## Written request
Transcribe the following listing line for line, keeping every word, bracket, number, and line break unchanged.
start
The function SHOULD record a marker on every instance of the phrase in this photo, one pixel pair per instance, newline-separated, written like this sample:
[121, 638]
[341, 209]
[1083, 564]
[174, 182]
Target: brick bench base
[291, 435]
end
## Complete output
The function SHOULD record a marker on every instance of the phrase in this photo, one pixel pair per instance, newline-separated, written like this sample:
[121, 638]
[341, 209]
[1083, 564]
[174, 182]
Target: brick bench base
[291, 435]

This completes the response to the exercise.